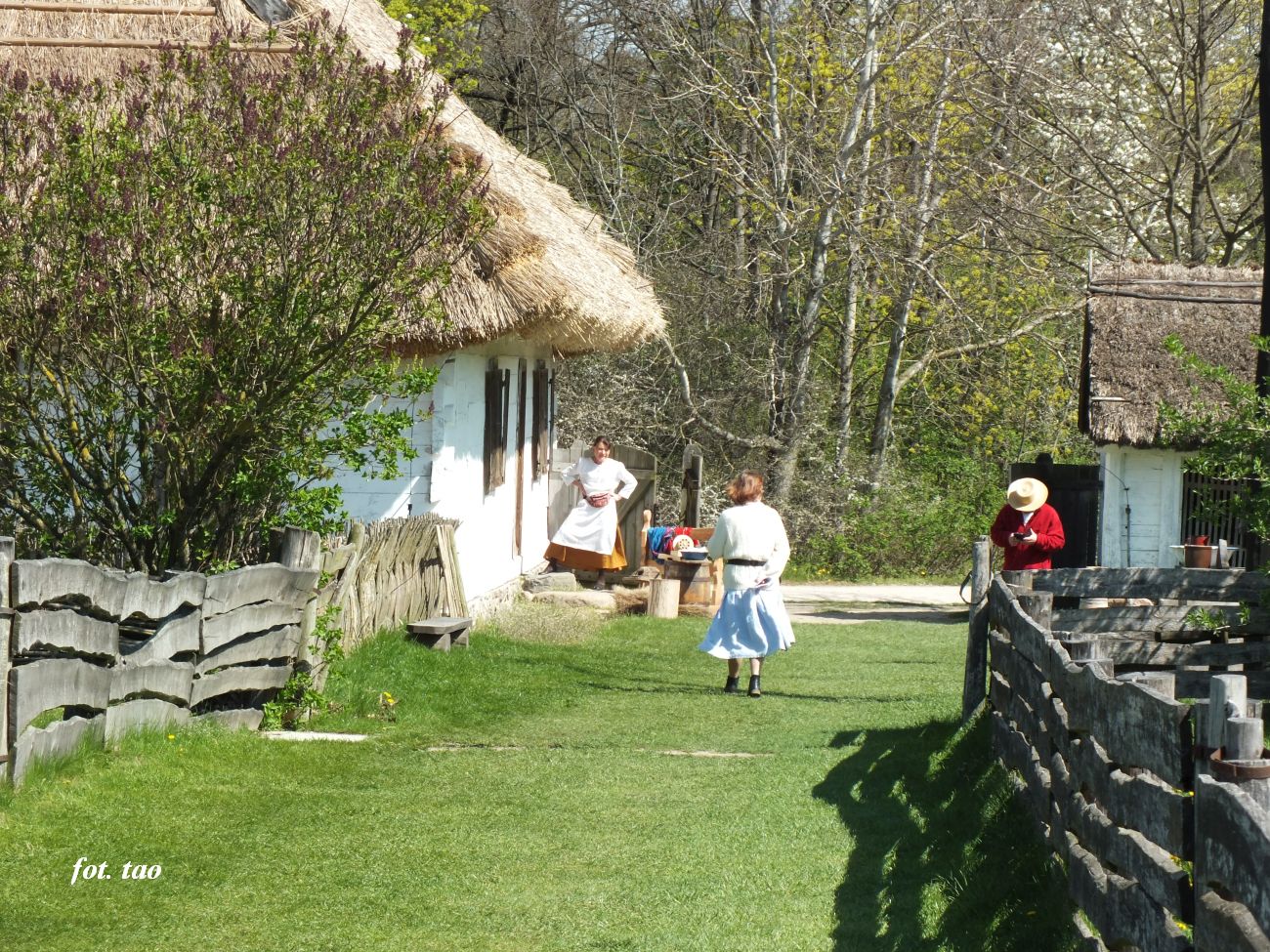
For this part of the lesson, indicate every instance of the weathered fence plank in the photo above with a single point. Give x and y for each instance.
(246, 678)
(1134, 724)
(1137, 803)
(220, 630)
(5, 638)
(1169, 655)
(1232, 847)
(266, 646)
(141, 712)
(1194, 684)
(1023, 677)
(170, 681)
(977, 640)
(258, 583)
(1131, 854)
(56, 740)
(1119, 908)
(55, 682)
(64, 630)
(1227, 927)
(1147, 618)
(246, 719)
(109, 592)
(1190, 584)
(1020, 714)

------

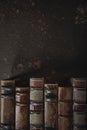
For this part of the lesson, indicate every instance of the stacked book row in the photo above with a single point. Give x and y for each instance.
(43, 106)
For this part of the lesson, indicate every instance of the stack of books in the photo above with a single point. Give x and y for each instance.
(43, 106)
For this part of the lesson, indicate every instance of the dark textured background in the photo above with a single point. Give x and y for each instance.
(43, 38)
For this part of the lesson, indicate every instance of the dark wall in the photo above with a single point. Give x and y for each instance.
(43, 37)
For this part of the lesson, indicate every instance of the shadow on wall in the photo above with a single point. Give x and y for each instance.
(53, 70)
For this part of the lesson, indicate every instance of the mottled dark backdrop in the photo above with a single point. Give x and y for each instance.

------

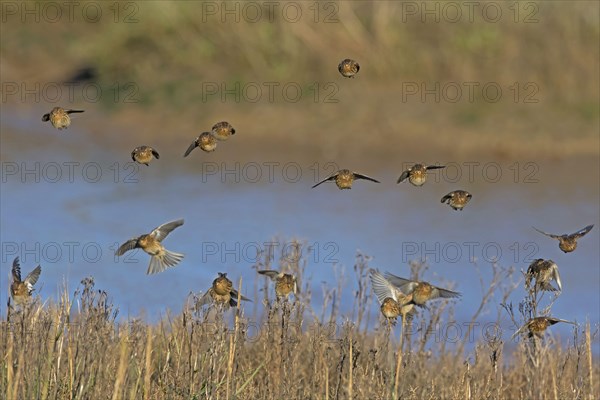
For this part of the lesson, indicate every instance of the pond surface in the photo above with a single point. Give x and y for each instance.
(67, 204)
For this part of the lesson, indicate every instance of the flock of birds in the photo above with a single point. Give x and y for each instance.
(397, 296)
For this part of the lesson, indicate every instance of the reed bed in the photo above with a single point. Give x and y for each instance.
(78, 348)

------

- _Assigned task_
In the listing above, find the line with "the dark wall" and the line with "of the mottled", then reproduce both and every line between them exactly.

- _Reply_
For this part of the lesson, indicate every instance of the dark wall in the photo above with a single point. Give x and y for each instance.
(43, 37)
For this part of the lesson, indicate every instance of the shadow on wall in the photo above with a single point. Give x and y for each instance.
(53, 70)
For this part of the lesson, indicate every instance of the mottled dark backdrop in the photo above with a single point. Give x and y for each instance.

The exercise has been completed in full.